START Reading passage

A friend of mine, a small bookish man with round glasses, once told me you don't get much raised consciousness among football players. I got it even then. We were working in a program with kids, under-privileged kids, kids who had been kicked their whole lives. The only self esteem these kids ever had was the occasional word of encouragement from their pimps or from their drug customers or suppliers. Maybe the occasional dinner at McDonalds with an abusive boyfriend. But here we were telling them that each of them was important, each of them was special, each of them had a gift to give the world that would make them feel worthy. We said that because we believed it.
But these kids, like most kids, live in the real world. The world that is still run by the baser natural instincts that remind us that, although we are one or two chromosomes apart from animals, those animal instincts still govern. The survival of the fittest is hard wired in our DNA. The winners of this primal social scale are the ones who are able, theoretically, to claim the biggest part of the kill, to claim the strongest mates, and to stand the best chance of shooting their genes into the next generation. The big kids, the strong kids, the attractive kids, still rule the play yard. They still rule the high school corridors in those times when the teachers or hall monitors are not watching. It hurts. Bullying hurts. But as sure as hens peck their way through the pecking order, children, teens, and adults will assault one another verbally and physically, openly when they can and slyly when they are being watched.

END Reading passage
START Supplied material

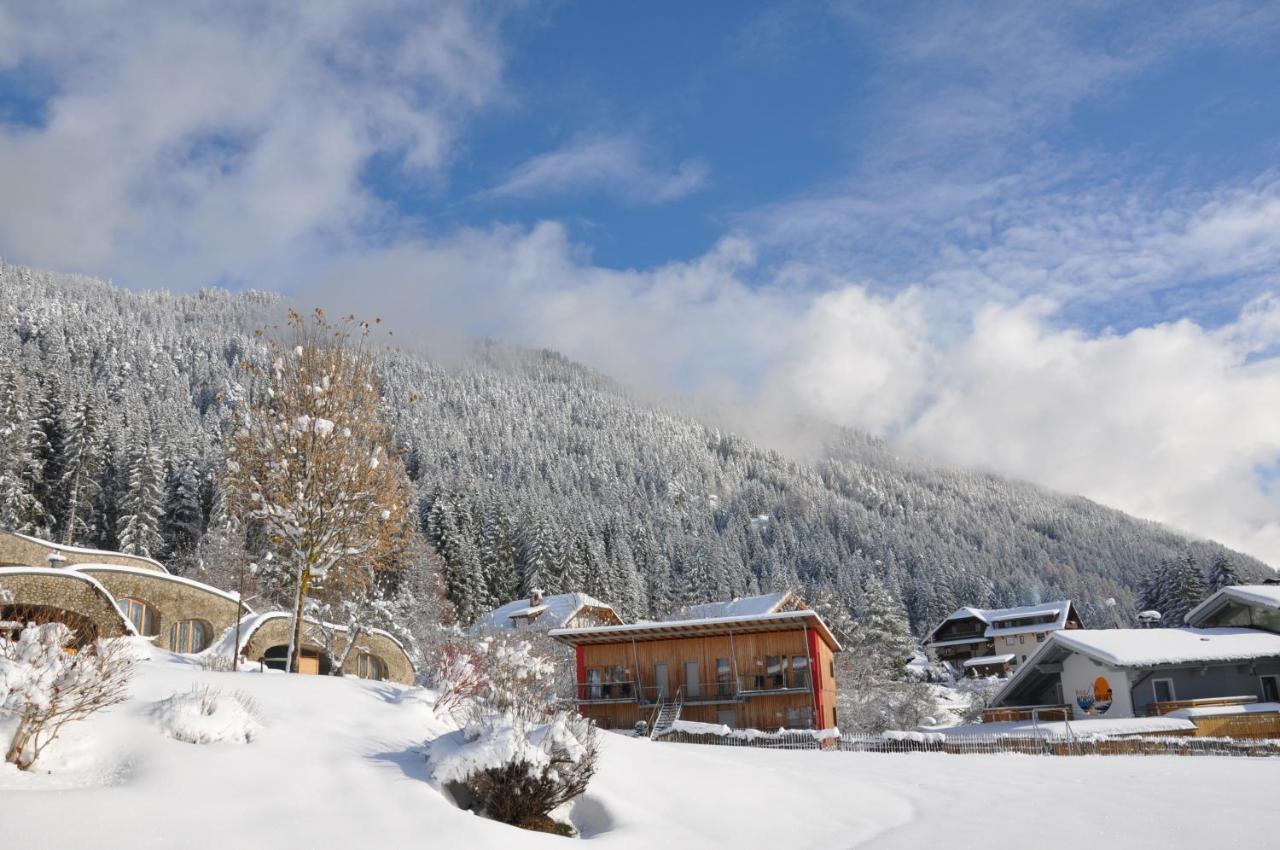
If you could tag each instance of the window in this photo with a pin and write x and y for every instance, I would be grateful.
(799, 671)
(773, 673)
(188, 636)
(141, 615)
(725, 677)
(800, 718)
(593, 682)
(370, 667)
(693, 688)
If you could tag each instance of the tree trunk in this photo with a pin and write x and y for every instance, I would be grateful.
(296, 633)
(21, 736)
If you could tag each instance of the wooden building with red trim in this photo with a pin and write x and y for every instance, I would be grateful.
(763, 671)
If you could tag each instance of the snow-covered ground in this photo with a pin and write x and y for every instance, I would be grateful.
(338, 763)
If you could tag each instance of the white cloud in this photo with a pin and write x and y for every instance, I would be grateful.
(184, 145)
(1170, 421)
(616, 165)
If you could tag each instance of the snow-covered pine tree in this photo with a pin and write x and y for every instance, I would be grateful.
(81, 461)
(19, 470)
(1221, 574)
(144, 502)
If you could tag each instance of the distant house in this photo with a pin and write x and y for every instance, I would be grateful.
(542, 612)
(1226, 662)
(110, 594)
(764, 662)
(995, 640)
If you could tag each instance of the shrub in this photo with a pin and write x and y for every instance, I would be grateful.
(46, 685)
(206, 716)
(519, 757)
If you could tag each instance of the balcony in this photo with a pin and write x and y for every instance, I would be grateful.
(725, 690)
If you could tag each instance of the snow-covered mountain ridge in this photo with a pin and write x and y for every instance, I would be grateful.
(529, 464)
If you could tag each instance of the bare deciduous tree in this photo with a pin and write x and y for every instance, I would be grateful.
(310, 465)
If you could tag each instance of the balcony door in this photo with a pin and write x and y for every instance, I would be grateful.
(691, 681)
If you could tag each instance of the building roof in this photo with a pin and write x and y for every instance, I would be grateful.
(1252, 595)
(59, 547)
(988, 661)
(225, 643)
(1159, 647)
(696, 627)
(163, 576)
(766, 603)
(1141, 648)
(1011, 621)
(554, 612)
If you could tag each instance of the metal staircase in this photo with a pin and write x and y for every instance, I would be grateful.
(667, 713)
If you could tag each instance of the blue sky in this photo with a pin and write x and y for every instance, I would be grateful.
(1036, 238)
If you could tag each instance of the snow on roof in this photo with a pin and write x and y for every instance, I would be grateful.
(984, 661)
(225, 643)
(999, 618)
(1214, 711)
(554, 612)
(152, 574)
(1256, 595)
(744, 607)
(670, 627)
(77, 576)
(62, 547)
(1088, 727)
(1153, 647)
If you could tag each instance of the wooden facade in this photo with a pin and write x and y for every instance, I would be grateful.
(749, 673)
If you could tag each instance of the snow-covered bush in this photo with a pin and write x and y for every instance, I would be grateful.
(519, 755)
(208, 716)
(979, 690)
(46, 685)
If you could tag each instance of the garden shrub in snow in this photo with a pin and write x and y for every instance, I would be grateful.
(208, 716)
(46, 686)
(519, 755)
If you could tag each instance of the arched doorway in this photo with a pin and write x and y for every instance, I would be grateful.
(16, 617)
(311, 659)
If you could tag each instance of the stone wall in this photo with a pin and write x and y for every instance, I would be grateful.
(19, 551)
(68, 592)
(275, 633)
(173, 601)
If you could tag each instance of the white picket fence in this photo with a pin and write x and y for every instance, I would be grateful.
(991, 744)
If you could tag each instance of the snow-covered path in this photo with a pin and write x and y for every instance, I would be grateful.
(339, 764)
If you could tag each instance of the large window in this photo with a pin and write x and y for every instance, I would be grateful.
(775, 671)
(370, 667)
(142, 616)
(188, 636)
(799, 671)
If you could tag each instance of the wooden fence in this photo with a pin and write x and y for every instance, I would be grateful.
(993, 744)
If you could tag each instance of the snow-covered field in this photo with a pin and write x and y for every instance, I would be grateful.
(338, 764)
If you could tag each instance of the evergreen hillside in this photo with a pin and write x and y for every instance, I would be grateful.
(530, 471)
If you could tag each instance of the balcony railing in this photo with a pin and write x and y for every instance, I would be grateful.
(722, 690)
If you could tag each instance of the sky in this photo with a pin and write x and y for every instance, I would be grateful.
(1033, 238)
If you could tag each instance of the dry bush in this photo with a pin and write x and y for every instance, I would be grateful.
(46, 686)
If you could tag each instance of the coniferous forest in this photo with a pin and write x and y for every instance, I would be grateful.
(531, 471)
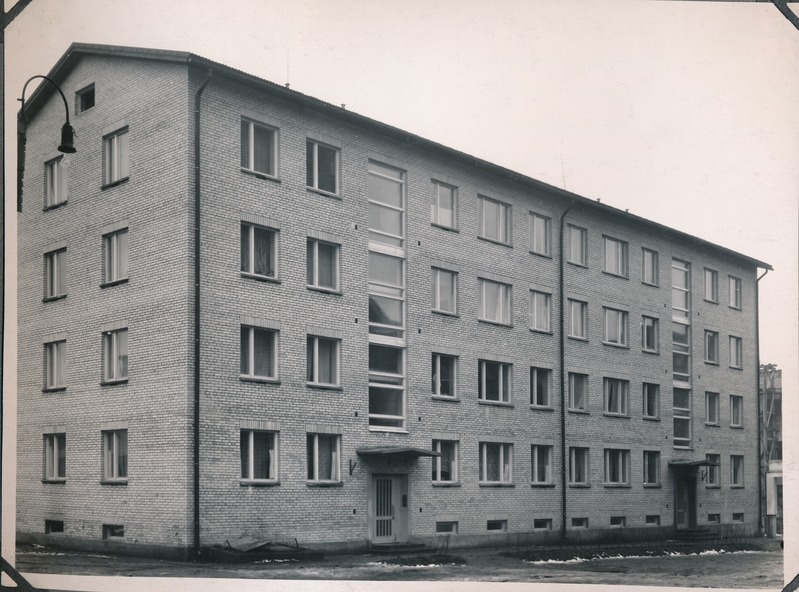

END Supplied material

According to the passage on bullying, who still rules the play yard? The data is separate material with no connection to the passage on bullying.

- **Solution to this task**:
The big kids, the strong kids, and the attractive kids.